— start GIVEN DATA —
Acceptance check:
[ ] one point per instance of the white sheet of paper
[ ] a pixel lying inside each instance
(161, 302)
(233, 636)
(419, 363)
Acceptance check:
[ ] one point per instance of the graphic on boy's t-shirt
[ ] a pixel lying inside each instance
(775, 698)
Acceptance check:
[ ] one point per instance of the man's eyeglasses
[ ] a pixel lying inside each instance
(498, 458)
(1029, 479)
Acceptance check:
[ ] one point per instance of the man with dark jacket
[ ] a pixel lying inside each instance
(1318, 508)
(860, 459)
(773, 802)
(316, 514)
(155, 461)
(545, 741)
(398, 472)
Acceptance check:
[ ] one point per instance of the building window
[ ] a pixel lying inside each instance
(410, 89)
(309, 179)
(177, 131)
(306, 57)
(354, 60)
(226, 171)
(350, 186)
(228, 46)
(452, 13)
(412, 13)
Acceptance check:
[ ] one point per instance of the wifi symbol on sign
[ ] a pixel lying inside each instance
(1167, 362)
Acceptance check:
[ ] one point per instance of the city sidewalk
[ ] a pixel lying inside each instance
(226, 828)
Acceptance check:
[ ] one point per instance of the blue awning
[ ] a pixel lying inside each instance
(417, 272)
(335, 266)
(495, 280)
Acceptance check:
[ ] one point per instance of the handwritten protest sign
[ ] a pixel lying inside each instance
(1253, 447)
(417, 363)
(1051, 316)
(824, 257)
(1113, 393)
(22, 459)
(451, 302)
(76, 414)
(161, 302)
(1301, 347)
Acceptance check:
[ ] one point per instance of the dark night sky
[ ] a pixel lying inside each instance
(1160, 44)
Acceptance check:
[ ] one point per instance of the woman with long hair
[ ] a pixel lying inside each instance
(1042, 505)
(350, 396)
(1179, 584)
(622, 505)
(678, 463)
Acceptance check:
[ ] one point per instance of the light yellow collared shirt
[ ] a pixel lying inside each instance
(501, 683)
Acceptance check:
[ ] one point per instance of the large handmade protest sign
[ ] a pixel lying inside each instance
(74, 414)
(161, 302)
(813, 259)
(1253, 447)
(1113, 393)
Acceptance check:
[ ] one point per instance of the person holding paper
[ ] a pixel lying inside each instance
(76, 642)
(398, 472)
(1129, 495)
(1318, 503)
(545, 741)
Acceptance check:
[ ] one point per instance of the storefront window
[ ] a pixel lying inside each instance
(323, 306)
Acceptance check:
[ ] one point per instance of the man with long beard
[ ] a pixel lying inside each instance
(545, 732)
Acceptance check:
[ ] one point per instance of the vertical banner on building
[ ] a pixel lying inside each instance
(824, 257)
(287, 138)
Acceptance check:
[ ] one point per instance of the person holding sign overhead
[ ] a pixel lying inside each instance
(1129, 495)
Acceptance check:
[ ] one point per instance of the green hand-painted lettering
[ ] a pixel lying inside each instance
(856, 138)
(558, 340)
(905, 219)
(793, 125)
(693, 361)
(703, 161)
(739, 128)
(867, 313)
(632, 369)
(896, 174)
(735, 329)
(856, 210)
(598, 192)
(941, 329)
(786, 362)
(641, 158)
— end GIVEN DATA —
◆ EXERCISE REQUIREMENTS ◆
Replace "pixel" with "point" in the rows from the beginning through the line that contains "(1029, 479)", inclusive. Give back only those lines, with nothing else changed.

◆ RESULT BELOW ◆
Acceptance check:
[ ] one point per instance of the white sheet of paper
[ ] a point lying inside each instance
(161, 302)
(233, 636)
(419, 363)
Acceptance check:
[ ] one point per instance of the graphic on boy's t-shirt
[ ] a point lying inside each instance
(775, 698)
Acceptance check:
[ ] one point per instance of the man's eyeglasses
[ ] a point lying inside each instance
(498, 458)
(1029, 479)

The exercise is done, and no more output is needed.